===== Page

Jessica Lukensow has a distinct perspective on the gig economy.
“The team I work with is hired by other companies to complete due diligence work for companies my client is interested in acquiring,” she says. “My specialty is in the human capital space. I assess any risks the client may have specific to people-related aspects of the acquisition.” Her work includes reviewing outstanding litigation, benefits costs and organizational structure issues. That way, the Grant Thornton client can get a deeper understanding of the acquiree’s financial situation.
Throughout her career, Lukensow has seen an increase in the hiring of contractors and freelancers in the business world, for multiple reasons. When she was an HR manager at Wayzata-based Cargill Inc., she found herself needing experts in change management. She hired contractors to help her company implement a SAP (systems, applications and products) software project. Recalling the scenario, she notes, “I can hire somebody who’s an expert in this subject. But I don’t have to pay their salary, I don’t have to pay vacation, benefits, unemployment insurance.”
She is well aware of the advantages of such short-timers, but also the pitfalls. In the past decade-and-a half, there has been an expansion in the portion of workers not tied to one employer. These freelancers often provide companies with flexibility and access to expertise that they can, in effect, rent for particular projects.
The use of freelancers will continue to increase, because it offers cost savings for employers. “Even though you’re paying a premium for that subject-matter expertise, it’s short-lived and the deliverable is defined before that person sets foot on the job,” Lukensow says.
But how does a company manage a person who is, in essence, a separate company? And how does it get freelancers and full-timers to work together as a team? As the gig economy grows, these issues will become more crucial for business of all sizes. And there’s another dimension here—as Microsoft and other companies have discovered, there can be a financial and legal penalty if businesses blend freelancers and full-timers too well.

==========
===== Records supplied

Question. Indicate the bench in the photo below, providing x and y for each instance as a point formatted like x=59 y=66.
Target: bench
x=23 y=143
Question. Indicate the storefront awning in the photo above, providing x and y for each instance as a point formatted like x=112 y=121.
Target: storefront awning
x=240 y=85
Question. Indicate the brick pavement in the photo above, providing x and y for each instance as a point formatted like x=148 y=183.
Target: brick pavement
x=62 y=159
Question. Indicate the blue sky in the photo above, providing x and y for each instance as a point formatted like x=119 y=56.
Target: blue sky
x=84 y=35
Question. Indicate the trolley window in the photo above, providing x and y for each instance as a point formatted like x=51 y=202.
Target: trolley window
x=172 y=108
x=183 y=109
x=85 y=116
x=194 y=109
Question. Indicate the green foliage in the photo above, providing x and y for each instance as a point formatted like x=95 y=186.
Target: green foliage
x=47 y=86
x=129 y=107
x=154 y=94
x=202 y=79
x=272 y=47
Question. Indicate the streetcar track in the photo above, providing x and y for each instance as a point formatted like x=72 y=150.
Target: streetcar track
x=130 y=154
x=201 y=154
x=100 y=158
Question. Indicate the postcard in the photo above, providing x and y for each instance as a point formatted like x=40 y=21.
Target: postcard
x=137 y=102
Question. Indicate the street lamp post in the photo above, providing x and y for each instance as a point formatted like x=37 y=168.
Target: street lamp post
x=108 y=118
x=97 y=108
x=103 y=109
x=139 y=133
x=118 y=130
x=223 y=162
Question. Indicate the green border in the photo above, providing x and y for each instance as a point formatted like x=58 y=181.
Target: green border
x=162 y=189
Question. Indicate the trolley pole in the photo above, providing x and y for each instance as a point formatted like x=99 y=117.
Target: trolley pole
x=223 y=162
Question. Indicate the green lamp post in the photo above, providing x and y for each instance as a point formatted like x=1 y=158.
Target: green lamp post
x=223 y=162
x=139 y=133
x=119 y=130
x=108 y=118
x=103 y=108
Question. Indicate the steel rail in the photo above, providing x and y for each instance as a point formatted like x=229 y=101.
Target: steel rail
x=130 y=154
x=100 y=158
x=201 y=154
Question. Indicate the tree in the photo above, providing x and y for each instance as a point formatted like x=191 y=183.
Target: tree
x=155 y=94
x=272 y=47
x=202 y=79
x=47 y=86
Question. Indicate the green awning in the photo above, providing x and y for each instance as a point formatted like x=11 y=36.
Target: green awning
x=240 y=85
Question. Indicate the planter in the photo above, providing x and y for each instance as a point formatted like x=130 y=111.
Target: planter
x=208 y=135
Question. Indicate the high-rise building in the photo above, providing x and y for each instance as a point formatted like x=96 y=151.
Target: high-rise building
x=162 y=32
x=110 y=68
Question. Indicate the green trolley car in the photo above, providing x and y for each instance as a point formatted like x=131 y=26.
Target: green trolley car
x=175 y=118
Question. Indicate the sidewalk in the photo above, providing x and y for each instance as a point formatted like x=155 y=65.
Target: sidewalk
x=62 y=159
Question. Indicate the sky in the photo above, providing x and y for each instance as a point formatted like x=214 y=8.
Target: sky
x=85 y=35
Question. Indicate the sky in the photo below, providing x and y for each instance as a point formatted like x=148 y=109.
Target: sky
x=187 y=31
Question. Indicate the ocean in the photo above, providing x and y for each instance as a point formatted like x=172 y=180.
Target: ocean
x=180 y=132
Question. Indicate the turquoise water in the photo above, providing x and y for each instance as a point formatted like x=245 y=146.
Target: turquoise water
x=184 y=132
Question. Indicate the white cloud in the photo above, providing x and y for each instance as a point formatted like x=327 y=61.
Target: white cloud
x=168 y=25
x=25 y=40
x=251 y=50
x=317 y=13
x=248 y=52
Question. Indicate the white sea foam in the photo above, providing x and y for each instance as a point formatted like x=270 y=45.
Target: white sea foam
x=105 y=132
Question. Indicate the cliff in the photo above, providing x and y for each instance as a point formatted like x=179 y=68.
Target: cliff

==========

• _Required tasks_
1 > In the article on the gig economy, rewrite the stretch from "Jessica Lukensow has" through "acquiree’s financial situation.", replacing "due diligence" with "pre-acquisition review".
2 > Answer these questions from the article on the gig economy:
(a) At which company was Lukensow an HR manager?
(b) What kind of project did the contractors she hired help her company implement?
(c) Which company is named as having discovered a penalty for blending freelancers and full-timers too well?
The records aren't needed for what follows.

• _Exercise results_
1 >
Jessica Lukensow has a distinct perspective on the gig economy.
“The team I work with is hired by other companies to complete pre-acquisition review work for companies my client is interested in acquiring,” she says. “My specialty is in the human capital space. I assess any risks the client may have specific to people-related aspects of the acquisition.” Her work includes reviewing outstanding litigation, benefits costs and organizational structure issues. That way, the Grant Thornton client can get a deeper understanding of the acquiree’s financial situation.

2 >
(a) Wayzata-based Cargill Inc.
(b) A SAP (systems, applications and products) software project.
(c) Microsoft.